+++ Document excerpt
The right to win, and the right to lose

A recent snapshot of investors undertaken by an amalgamation of regulatory bodies in Canada will do little to raise the spirits of the structured products industry. The survey was issued by the Joint Standing Committee on Retail Investor Issues (JSC) last Autumn, which is made up of the Ontario Securities Commission, the Ombudsman for Banking Services, the Investment Industry Regulatory Organisation of Canada and the Mutual Fund Dealers Association. Since spring 2008, the committee has been trying to spot potential snares for retail investors, so they decided to quiz investors themselves on product suitability.

The call went out to a number of consumer organisations – the Canada Association for the 50plus, the Shareowners Association and the Small Investor Protection Association. A mere 24 investors responded by the deadline. Even such a tiny straw poll, however, managed to find a few SP nemeses. While the majority believed that all investment products should be made available to all investors, some of the few dissenters were quick to point a finger at principal protected notes (PPNs), putting them in the same basket as special-purpose acquisition companies, and conversely, high-risk ventures.

One investor simply responded: “Principal protected notes: the industry ought to be ashamed.” Another respondent said ominously, “I had an advisor until recently. He sold a hybrid structured product to my parents… he represented it as being more similar to a fixed-income investment than it really was… I would have preferred that he inform us upfront of the fees embedded, including the amount he gets as a trailer.” Some took a more blanket approach – despite no products being specifically named in the question, the investor stated: “Absolutely, these investments should be banned.”
++++++
+++ Dataset excerpts
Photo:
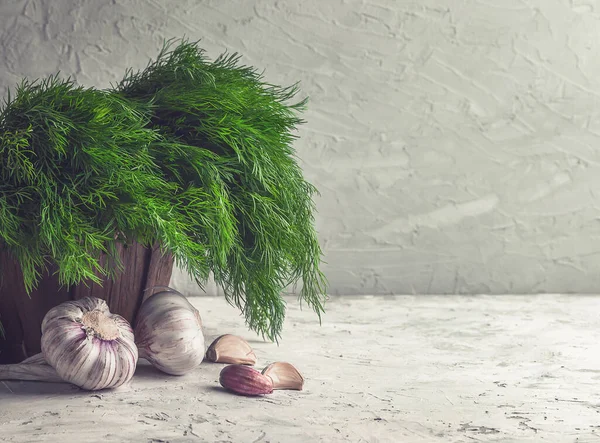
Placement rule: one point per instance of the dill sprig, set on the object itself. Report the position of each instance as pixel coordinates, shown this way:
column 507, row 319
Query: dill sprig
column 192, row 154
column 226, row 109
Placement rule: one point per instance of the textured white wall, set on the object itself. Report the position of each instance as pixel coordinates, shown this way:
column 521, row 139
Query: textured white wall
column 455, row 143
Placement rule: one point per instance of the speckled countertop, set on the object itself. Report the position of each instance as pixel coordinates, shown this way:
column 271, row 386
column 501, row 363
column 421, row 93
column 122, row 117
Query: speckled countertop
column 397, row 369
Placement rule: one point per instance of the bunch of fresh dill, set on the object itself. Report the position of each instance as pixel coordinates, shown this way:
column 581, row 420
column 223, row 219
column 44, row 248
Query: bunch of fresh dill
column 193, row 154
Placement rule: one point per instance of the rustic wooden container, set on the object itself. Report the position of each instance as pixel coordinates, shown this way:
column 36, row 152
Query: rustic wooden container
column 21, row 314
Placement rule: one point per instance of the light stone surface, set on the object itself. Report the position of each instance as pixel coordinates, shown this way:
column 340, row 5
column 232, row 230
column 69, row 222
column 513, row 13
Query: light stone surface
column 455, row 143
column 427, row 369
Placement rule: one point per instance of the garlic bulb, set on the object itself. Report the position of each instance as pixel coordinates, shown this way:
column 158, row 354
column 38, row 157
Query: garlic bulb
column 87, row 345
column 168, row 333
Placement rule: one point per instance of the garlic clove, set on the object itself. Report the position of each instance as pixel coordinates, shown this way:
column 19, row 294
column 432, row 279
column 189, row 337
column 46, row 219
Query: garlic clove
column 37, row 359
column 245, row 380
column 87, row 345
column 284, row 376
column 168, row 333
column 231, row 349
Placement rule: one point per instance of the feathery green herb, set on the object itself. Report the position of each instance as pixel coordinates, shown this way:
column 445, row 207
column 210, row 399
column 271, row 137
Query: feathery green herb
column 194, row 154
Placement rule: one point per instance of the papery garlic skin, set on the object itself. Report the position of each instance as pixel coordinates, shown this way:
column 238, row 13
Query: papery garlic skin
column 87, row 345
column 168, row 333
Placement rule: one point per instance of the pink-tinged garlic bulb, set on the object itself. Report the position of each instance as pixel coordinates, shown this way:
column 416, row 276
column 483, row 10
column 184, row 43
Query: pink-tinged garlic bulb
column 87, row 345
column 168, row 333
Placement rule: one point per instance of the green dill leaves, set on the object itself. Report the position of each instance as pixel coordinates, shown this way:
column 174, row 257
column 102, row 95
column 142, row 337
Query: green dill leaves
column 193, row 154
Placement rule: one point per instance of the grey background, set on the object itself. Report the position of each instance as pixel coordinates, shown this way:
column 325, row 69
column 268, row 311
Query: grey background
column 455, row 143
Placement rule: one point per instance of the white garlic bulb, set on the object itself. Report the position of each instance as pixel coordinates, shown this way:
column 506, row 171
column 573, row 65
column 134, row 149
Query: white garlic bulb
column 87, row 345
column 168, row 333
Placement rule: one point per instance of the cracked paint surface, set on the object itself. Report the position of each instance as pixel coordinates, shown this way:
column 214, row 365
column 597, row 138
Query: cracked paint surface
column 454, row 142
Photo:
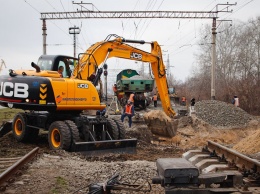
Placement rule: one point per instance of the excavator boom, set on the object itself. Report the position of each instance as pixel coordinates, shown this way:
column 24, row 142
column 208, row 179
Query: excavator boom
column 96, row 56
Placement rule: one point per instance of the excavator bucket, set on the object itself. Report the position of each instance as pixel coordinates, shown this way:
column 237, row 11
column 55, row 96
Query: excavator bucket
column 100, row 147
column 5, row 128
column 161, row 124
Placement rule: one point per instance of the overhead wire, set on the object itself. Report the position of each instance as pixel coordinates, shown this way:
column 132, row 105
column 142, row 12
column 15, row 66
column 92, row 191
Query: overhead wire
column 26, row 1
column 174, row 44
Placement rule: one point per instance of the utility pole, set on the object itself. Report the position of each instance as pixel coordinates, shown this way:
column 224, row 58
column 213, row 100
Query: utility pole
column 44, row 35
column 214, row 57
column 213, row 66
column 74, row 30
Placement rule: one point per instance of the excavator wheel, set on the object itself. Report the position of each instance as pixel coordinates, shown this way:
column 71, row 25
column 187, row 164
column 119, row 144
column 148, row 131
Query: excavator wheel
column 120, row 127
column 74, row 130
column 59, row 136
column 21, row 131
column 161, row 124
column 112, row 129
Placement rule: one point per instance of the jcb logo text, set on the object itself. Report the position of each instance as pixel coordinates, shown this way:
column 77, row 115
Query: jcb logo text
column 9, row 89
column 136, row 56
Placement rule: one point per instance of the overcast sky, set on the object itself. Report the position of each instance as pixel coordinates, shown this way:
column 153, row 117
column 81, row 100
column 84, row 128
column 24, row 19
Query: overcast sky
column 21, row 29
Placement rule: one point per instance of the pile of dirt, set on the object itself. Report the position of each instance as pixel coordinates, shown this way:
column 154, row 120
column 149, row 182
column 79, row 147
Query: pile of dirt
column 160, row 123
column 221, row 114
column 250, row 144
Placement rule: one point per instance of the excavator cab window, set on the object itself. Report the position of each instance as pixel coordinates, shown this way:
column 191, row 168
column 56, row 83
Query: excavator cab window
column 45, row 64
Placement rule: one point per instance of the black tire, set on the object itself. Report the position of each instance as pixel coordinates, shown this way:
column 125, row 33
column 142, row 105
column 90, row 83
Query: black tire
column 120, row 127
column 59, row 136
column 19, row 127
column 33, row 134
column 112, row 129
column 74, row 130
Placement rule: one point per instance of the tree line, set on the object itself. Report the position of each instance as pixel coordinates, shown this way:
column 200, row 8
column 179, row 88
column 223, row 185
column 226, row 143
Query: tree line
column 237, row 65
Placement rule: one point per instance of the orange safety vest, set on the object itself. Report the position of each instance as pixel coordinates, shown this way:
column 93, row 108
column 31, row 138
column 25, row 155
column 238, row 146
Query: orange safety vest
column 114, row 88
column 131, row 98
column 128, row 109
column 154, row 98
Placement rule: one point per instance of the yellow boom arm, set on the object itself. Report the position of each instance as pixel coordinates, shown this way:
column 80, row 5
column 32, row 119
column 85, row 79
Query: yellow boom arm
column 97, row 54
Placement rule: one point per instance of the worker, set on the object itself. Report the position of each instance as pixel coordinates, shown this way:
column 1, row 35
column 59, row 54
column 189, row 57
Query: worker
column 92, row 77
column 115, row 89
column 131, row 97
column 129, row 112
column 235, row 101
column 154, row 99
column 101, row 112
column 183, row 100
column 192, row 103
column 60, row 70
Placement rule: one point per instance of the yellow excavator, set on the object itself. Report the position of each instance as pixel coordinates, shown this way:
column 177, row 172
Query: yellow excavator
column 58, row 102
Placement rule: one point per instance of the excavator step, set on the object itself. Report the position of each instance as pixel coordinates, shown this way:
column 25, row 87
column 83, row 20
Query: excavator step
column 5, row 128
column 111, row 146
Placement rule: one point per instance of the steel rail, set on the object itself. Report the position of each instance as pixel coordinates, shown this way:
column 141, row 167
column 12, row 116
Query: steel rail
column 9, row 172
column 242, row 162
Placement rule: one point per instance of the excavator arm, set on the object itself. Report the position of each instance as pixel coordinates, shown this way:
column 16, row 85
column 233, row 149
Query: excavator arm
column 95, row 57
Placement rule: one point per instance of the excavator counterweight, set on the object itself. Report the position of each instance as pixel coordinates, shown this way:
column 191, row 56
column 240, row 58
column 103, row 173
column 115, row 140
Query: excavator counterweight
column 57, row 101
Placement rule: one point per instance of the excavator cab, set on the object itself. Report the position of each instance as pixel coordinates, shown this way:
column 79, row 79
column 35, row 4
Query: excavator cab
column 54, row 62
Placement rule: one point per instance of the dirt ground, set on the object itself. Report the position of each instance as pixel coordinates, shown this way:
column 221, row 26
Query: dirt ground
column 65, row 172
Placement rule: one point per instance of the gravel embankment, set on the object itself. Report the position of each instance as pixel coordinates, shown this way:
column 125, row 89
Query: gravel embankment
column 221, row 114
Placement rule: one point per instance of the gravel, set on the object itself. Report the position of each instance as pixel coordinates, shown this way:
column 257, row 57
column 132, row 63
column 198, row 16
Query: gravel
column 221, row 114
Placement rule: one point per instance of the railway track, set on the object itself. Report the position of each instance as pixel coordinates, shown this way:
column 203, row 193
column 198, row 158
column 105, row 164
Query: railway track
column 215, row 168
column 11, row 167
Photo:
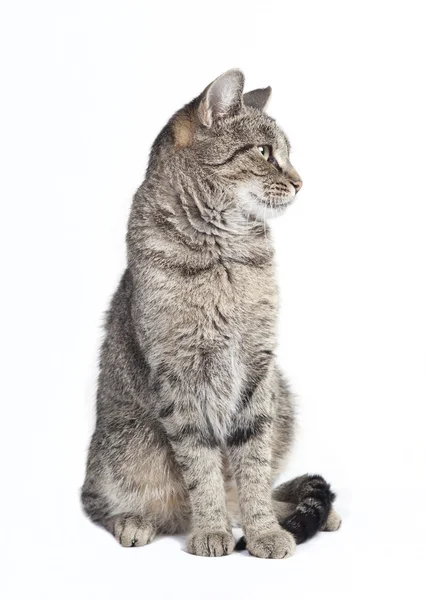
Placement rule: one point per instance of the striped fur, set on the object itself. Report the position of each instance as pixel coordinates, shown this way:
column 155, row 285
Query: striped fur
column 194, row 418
++++++
Written request: Condense the paragraph starting "The call went out to a number of consumer organisations" from the piece on the Canadian investor survey into a bulleted list that keeps its main facts. The records have no connection to the text.

Exercise solution:
- The survey went to three consumer groups: the Canada Association for the 50plus, the Shareowners Association, and the Small Investor Protection Association.
- Only 24 investors responded by the deadline.
- Most respondents believed every investment product should be open to all investors.
- Some of the few who disagreed singled out principal protected notes (PPNs), grouping them with special-purpose acquisition companies and high-risk ventures.